Problems to solve ▸
1. According to the thermoregulation notes, in which parts of the body does the increase in metabolic rate take place particularly?
2. Pick up the notes on thermoregulation in endotherms after their final line, keeping their question-and-answer layout.

───── Text ─────

Thermoregulation in endotherms; Keeping warm: Metabolic rate/shivering

Answer 45

-The metabolic rate speeds up, warming the body.
-Takes place particularly in liver and muscles.
-Shivering (involuntarily contractions of the skeletal muscles) also helps with metabolic warming.
-The energy released raised the body temperature.

Question 46

Thermoregulation in endotherms; Keeping warm: Subcutaneous fat

Answer 46

Animals living in cold areas develop think layers of subcutaneous fat that act as an effective insulator against cooling.

Question 47

Control of the core (blood) temperature: Receptors

Answer 47

-Two types of receptors:
-receptors in the brain directly monitor the temperature of the blood.
-receptors in the skin detect changes in the external temperature.
-This allows for great sensitivity.
-Temperature receptors sited in hypothalamus (thermostat of the body).

Question 48

Control of the core (blood) temperature: Thermoregulatory centre

Answer 48

-When the temperature of the blood flowing through hypothalamus increases, the thermoregulatory centre is activated.
-Sends out impulses along automatic motor nerves to effectors that increase the blood flow through the skin and increase sweating.
-The erector pili muscles are relaxed so that the hairs lie flat, and shivering stops.
-The metabolic rate may be reduced to lower the amount of warming in the body.

Question 49

Control of the core (blood) temperature: Drop in temperature

Answer 49

-If the temperature of the blood flowing through the hypothalamus drops, thermoregulatory centre reacts by sending nerve impulses through the autonomic nervous system to the skin.
-These cause a reduction in he blood flow through the capillaries in the skin, along with a reduction in the production of sweat and contraction of the erector pili muscles to raise the hairs.
-Impulses in autonomic motor neurons from thermoregulatory centre also stimulate involuntary contractions (shivering) and raise the amount of metabolic warming.
-∴ core temperature is maintained within very narrow limits.

───── Given information ─────

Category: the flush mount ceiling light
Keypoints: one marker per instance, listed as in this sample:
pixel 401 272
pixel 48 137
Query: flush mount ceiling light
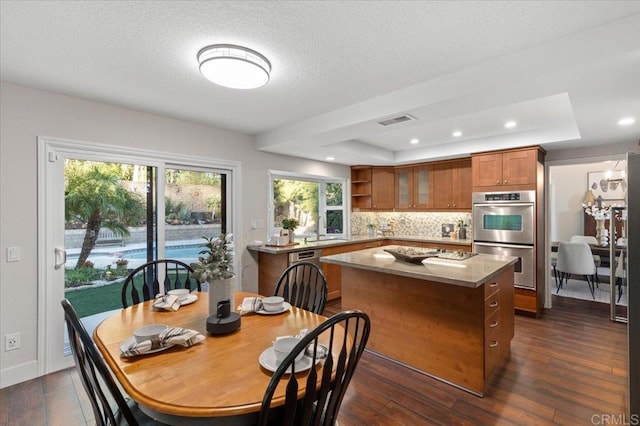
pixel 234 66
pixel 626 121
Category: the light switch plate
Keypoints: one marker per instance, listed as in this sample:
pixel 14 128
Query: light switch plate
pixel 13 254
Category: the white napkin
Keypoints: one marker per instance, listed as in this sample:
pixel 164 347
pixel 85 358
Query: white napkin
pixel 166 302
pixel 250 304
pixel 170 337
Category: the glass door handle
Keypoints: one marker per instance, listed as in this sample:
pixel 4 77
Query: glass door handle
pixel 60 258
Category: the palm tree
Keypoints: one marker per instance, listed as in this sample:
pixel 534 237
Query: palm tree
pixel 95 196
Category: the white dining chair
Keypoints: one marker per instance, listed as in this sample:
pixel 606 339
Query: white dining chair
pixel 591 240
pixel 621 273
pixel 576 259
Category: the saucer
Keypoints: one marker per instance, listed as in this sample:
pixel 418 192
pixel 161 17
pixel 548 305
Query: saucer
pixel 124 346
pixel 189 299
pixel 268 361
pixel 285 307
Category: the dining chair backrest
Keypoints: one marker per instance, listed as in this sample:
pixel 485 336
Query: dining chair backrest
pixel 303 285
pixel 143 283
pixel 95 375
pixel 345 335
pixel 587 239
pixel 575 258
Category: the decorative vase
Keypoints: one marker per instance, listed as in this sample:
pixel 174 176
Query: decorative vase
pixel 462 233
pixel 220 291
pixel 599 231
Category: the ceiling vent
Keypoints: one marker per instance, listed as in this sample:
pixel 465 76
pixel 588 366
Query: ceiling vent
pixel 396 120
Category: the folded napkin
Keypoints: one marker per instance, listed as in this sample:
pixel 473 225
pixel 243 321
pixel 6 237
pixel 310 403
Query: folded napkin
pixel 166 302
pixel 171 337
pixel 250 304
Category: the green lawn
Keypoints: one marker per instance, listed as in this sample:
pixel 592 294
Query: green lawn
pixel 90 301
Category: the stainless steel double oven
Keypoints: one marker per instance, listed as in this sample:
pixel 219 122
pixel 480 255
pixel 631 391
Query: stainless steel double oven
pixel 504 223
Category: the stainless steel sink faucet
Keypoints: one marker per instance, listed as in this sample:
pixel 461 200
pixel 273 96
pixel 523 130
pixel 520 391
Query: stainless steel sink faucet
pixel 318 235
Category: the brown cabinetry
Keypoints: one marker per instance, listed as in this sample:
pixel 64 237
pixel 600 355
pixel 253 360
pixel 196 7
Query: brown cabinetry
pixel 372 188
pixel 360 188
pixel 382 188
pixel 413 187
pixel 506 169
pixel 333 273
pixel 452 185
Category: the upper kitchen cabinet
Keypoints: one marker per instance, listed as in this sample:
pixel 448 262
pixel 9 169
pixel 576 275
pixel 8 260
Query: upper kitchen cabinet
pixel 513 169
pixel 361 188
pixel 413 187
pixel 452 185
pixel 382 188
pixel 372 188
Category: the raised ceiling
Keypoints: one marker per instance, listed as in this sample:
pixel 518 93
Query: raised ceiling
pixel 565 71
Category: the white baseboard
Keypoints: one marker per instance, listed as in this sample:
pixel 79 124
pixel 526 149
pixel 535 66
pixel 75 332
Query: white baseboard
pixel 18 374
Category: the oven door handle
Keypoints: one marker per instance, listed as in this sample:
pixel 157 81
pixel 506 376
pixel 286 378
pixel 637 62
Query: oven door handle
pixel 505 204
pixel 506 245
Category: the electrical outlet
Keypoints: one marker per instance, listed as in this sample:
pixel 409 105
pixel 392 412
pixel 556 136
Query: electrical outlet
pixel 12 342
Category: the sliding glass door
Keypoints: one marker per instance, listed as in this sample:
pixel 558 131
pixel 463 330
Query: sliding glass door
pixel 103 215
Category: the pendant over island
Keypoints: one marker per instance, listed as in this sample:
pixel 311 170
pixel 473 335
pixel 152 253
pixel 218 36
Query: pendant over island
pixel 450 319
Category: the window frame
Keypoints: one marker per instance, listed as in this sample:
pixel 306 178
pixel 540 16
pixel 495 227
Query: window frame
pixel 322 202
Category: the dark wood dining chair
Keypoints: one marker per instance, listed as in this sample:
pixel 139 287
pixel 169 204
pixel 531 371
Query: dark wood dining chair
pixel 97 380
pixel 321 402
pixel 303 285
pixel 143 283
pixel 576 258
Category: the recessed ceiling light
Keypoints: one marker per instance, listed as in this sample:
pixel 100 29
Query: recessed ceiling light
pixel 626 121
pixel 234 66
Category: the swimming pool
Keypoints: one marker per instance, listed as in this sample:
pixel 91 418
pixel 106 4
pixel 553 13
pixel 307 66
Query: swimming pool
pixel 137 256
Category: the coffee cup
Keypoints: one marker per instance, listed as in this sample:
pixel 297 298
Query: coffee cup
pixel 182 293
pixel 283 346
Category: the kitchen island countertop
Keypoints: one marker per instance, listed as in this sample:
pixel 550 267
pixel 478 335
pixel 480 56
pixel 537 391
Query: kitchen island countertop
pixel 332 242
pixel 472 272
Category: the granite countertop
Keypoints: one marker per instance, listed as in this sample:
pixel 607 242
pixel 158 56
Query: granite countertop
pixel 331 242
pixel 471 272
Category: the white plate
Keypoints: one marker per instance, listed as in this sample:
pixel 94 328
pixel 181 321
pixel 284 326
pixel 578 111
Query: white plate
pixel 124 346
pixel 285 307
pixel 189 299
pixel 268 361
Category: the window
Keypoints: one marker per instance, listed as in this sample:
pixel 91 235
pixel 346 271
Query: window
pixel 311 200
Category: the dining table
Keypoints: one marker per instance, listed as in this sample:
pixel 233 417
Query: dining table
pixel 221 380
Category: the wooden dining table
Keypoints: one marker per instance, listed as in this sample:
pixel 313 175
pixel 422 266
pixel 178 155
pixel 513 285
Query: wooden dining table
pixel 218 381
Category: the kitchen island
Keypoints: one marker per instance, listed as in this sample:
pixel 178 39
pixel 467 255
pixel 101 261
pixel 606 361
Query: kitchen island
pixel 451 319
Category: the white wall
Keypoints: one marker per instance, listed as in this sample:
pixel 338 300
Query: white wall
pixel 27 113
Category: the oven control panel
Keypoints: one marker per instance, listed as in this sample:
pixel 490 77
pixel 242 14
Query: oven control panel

─────

Answers to the tasks ▸
1. In the liver and muscles.

2.
Question 50

Adaptations in colder climates

Answer 50

-Organisms are usually larger as this reduces their surface area-to-volume ratio (reduces their rate of cooling).
-Thick layers of fur/fat.
-Smaller extremities, eg. ears.
-Have countercurrent exchange systems which conserves heat.
–> Arterial blood is cooled as flows to the extremity and the venous blood is warmed as it returns to the body, minimising loss to the environment.
finish from textbook

Question 51

Hibernation

Answer 51

-Organisms eat more than normal to build up thick layer of insulating body fat (prevents cooling and acts as a food store).
-They hibernate where they sleep for long periods.
-Core temperature is greatly lowered and then maintained.
-Metabolism slows down, saving energy.
–> When an organism comes out of hibernation, the metabolic rate needs to speed up quickly so the animal can feed and make sure it doesn’t become easy prey.
–> Stores of brown fat (with rich blood supply) are saved during hibernation and used up quickly to produce metabolic warming at end of hibernation.

Question 52

Adaptations in warmer climates

Answer 52

-Have larger extremities (thin with a rich blood supply), eg. ears to increase energy transferred to the environment; elephants.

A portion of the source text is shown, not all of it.